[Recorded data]
=== Begin Enclosure ===

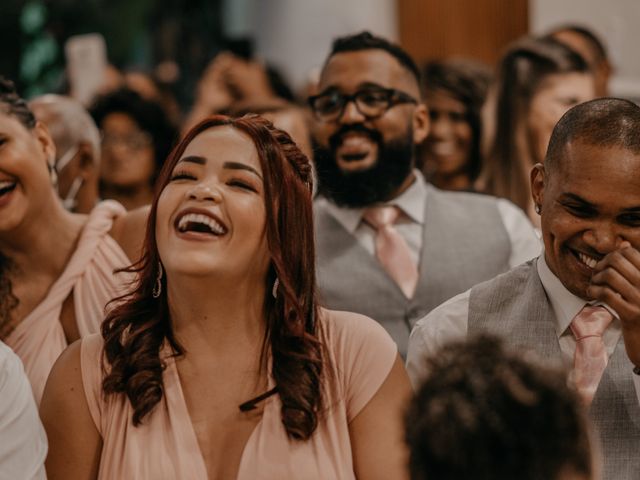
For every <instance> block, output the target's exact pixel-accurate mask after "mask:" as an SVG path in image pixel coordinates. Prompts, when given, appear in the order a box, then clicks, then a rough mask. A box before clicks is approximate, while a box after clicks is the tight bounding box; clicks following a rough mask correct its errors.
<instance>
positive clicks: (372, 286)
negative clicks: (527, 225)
mask: <svg viewBox="0 0 640 480" xmlns="http://www.w3.org/2000/svg"><path fill="white" fill-rule="evenodd" d="M427 188H428V193H427V201H426V207H425V219H424V227H425V228H424V229H423V238H422V251H421V253H420V264H419V266H418V271H419V275H420V278H419V280H418V285H417V286H416V290H415V293H414V296H413V298H412V299H410V300H409V299H407V298H406V297H405V296H404V294H403V293H402V291H401V290H400V288H399V287H398V285H397V284H396V283H395V282H394V281H393V279H391V277H389V275H388V274H387V273H386V271H385V270H384V269H383V268H382V266H381V265H380V263H379V262H378V260H377V259H376V258H375V256H373V255H371V254H370V253H369V252H367V251H366V250H365V249H364V248H363V247H362V246H361V244H360V243H359V242H358V240H357V239H356V238H355V237H354V236H353V235H351V234H350V233H349V232H347V231H346V230H345V229H344V228H343V227H342V225H341V224H340V223H339V222H338V221H337V220H336V219H335V217H333V216H332V215H331V214H330V213H329V212H327V211H326V210H325V209H323V208H320V206H318V204H316V210H315V224H316V225H315V227H316V249H317V255H318V262H317V272H318V289H319V293H320V300H321V302H322V303H323V305H324V306H326V307H328V308H331V309H334V310H347V311H352V312H358V313H362V314H364V315H367V316H368V317H371V318H373V319H375V320H377V321H378V322H379V323H380V324H382V326H383V327H384V328H385V329H386V330H387V332H389V334H390V335H391V337H392V338H393V339H394V340H395V342H396V343H397V344H398V349H399V351H400V354H401V355H402V356H403V357H404V356H405V355H406V351H407V344H408V340H409V333H410V331H411V328H412V327H413V325H414V323H415V322H416V321H417V320H419V319H420V318H422V317H423V316H425V315H426V314H427V313H428V312H429V311H431V310H432V309H433V308H435V307H436V306H438V305H439V304H441V303H442V302H444V301H445V300H448V299H449V298H451V297H453V296H455V295H457V294H458V293H461V292H464V291H465V290H468V289H469V288H471V287H472V286H473V285H475V284H476V283H479V282H482V281H484V280H487V279H489V278H492V277H494V276H495V275H497V274H499V273H501V272H504V271H506V270H508V268H509V256H510V254H511V242H510V240H509V236H508V234H507V231H506V230H505V228H504V224H503V222H502V218H501V216H500V213H499V211H498V208H497V206H496V200H495V198H493V197H489V196H485V195H478V194H471V193H453V192H442V191H440V190H437V189H435V188H433V187H431V186H430V185H427Z"/></svg>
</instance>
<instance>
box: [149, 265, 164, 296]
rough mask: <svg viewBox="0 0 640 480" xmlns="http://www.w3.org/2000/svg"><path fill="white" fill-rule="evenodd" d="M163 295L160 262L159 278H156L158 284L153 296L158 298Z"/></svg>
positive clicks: (151, 294) (161, 271) (155, 286)
mask: <svg viewBox="0 0 640 480" xmlns="http://www.w3.org/2000/svg"><path fill="white" fill-rule="evenodd" d="M161 293H162V264H161V263H160V262H158V276H157V277H156V284H155V285H154V286H153V290H152V291H151V296H152V297H153V298H158V297H159V296H160V294H161Z"/></svg>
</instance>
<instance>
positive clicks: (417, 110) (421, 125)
mask: <svg viewBox="0 0 640 480" xmlns="http://www.w3.org/2000/svg"><path fill="white" fill-rule="evenodd" d="M428 134H429V112H428V110H427V106H426V105H425V104H424V103H418V105H417V106H416V108H415V109H414V111H413V143H414V144H415V145H420V144H421V143H422V142H423V140H424V139H425V138H427V135H428Z"/></svg>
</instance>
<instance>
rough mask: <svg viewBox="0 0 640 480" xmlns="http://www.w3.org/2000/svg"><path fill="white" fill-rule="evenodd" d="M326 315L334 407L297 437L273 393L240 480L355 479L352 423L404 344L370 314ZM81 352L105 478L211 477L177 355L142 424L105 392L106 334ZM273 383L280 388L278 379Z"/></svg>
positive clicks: (386, 377) (324, 312)
mask: <svg viewBox="0 0 640 480" xmlns="http://www.w3.org/2000/svg"><path fill="white" fill-rule="evenodd" d="M320 319H321V322H322V324H323V330H324V334H323V338H324V339H325V342H326V348H327V352H328V355H329V358H330V361H331V364H332V365H333V371H334V372H335V374H333V375H327V376H326V377H325V378H327V379H330V380H326V382H327V383H326V387H325V392H326V405H327V407H326V408H327V411H326V412H324V414H322V415H321V416H319V423H318V428H317V429H316V431H315V432H314V434H313V435H312V436H311V438H310V439H309V440H307V441H293V440H289V438H288V437H287V434H286V431H285V429H284V426H283V425H282V420H281V413H280V411H281V407H282V403H281V401H280V398H279V396H278V395H277V394H276V395H273V396H271V397H269V398H268V399H267V400H266V401H265V403H264V411H263V415H262V418H261V420H260V421H259V423H258V424H257V425H256V427H255V429H254V430H253V432H252V433H251V435H250V437H249V439H248V440H247V443H246V445H245V447H244V450H243V453H242V456H241V460H240V465H239V470H238V476H237V478H238V480H257V479H264V480H271V479H273V480H285V479H296V480H306V479H309V480H312V479H318V480H326V479H355V475H354V473H353V463H352V451H351V443H350V439H349V429H348V425H349V422H350V421H351V420H353V419H354V418H355V416H356V415H358V413H359V412H360V411H361V410H362V409H363V408H364V407H365V405H366V404H367V403H368V402H369V400H371V398H372V397H373V396H374V395H375V393H376V392H377V391H378V389H379V388H380V387H381V385H382V383H383V382H384V381H385V379H386V378H387V376H388V374H389V372H390V371H391V367H392V366H393V363H394V361H395V359H396V356H397V347H396V345H395V343H394V342H393V340H391V337H389V335H388V334H387V333H386V331H385V330H384V329H383V328H382V327H381V326H380V325H379V324H378V323H377V322H374V321H373V320H371V319H369V318H367V317H364V316H362V315H359V314H355V313H347V312H334V311H328V310H323V313H322V315H321V316H320ZM81 352H82V353H81V366H82V381H83V384H84V390H85V396H86V399H87V404H88V406H89V411H90V412H91V416H92V418H93V421H94V423H95V425H96V427H97V429H98V431H99V432H100V435H101V437H102V440H103V446H102V453H101V457H100V469H99V474H98V478H99V479H112V478H127V479H154V480H162V479H176V478H181V479H206V478H207V471H206V467H205V462H204V458H203V457H202V454H201V452H200V448H199V446H198V441H197V437H196V434H195V431H194V429H193V426H192V423H191V419H190V417H189V413H188V410H187V405H186V402H185V398H184V395H183V392H182V388H181V385H180V379H179V377H178V371H177V368H176V364H175V361H174V359H173V358H172V357H170V356H168V355H165V362H166V369H165V371H164V373H163V376H162V381H163V384H164V395H163V396H162V399H161V401H160V402H159V403H158V404H157V405H156V406H155V408H154V410H153V411H152V412H151V413H150V414H149V415H148V416H147V417H146V418H145V419H144V421H143V423H142V425H140V426H138V427H134V426H133V424H132V421H131V418H132V414H133V409H132V407H131V404H130V402H129V400H128V399H127V397H126V396H125V395H122V394H119V395H109V396H108V397H105V396H104V395H103V394H102V388H101V387H102V379H103V371H102V368H101V364H102V355H103V340H102V338H101V337H100V336H99V335H90V336H88V337H86V338H84V339H83V340H82V347H81ZM212 374H215V372H212ZM269 383H270V385H269V388H272V387H273V385H274V382H273V378H272V377H271V376H270V378H269Z"/></svg>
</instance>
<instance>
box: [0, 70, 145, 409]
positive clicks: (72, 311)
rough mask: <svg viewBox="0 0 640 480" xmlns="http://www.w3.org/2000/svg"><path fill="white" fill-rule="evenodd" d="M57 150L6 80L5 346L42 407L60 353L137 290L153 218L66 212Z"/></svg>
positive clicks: (0, 323) (0, 286) (0, 190)
mask: <svg viewBox="0 0 640 480" xmlns="http://www.w3.org/2000/svg"><path fill="white" fill-rule="evenodd" d="M55 153H56V152H55V146H54V143H53V141H52V139H51V136H50V135H49V133H48V131H47V129H46V127H45V126H44V125H43V124H41V123H40V122H37V121H36V119H35V117H34V115H33V113H32V111H31V110H30V109H29V107H28V106H27V104H26V103H25V101H24V100H23V99H22V98H20V96H19V95H18V94H17V92H16V91H15V89H14V86H13V83H12V82H10V81H8V80H6V79H3V78H1V77H0V340H2V341H3V342H5V343H6V344H7V345H9V346H10V347H11V348H12V349H13V350H14V352H15V353H16V354H17V355H18V356H19V357H20V359H21V360H22V363H23V364H24V367H25V371H26V373H27V376H28V377H29V380H30V382H31V387H32V389H33V393H34V397H35V399H36V402H39V401H40V398H41V396H42V391H43V389H44V385H45V382H46V380H47V376H48V375H49V372H50V370H51V367H52V366H53V364H54V363H55V361H56V359H57V358H58V356H59V355H60V353H62V351H63V350H64V349H65V348H66V347H67V345H69V344H70V343H72V342H74V341H75V340H77V339H79V338H81V337H83V336H85V335H88V334H91V333H96V332H98V331H99V330H100V323H101V322H102V320H103V318H104V308H105V306H106V304H107V303H108V302H109V301H110V300H111V299H112V298H113V297H114V296H117V295H121V294H122V293H123V292H124V290H123V288H124V287H125V285H126V284H127V283H128V282H129V281H130V280H132V276H131V275H130V274H127V273H126V272H123V273H120V274H117V275H114V274H113V271H114V269H118V268H123V267H126V266H127V265H129V264H131V260H130V259H134V258H138V255H139V252H140V250H139V249H140V244H141V240H142V238H143V234H144V225H145V224H146V216H147V212H146V210H142V211H137V212H131V213H130V214H127V213H126V212H125V210H124V208H123V207H122V205H120V204H119V203H117V202H114V201H105V202H101V203H99V204H98V205H96V206H95V207H94V208H93V210H92V211H91V212H90V214H89V215H84V214H74V213H71V212H68V211H67V210H65V209H64V207H63V205H62V202H61V200H60V199H59V197H58V194H57V192H56V173H55V168H54V162H55Z"/></svg>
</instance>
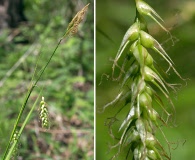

=== End Enclosure ===

The problem:
Copy word for word each line of the data above, from the first through the one containing "positive clicks: (372, 286)", and include no pictures.

Response to the exercise:
For every <instance> block, output the target's exact pixel-accurate mask after "mask:" as an SVG path in image pixel coordinates. Prompts, when given, appear in the order a box, then clicks, then a rough mask. A box before clicks is approximate, while a box after clicks is the tight bounding box; clicks following a rough mask correct its errors.
<instance>
positive clicks: (372, 286)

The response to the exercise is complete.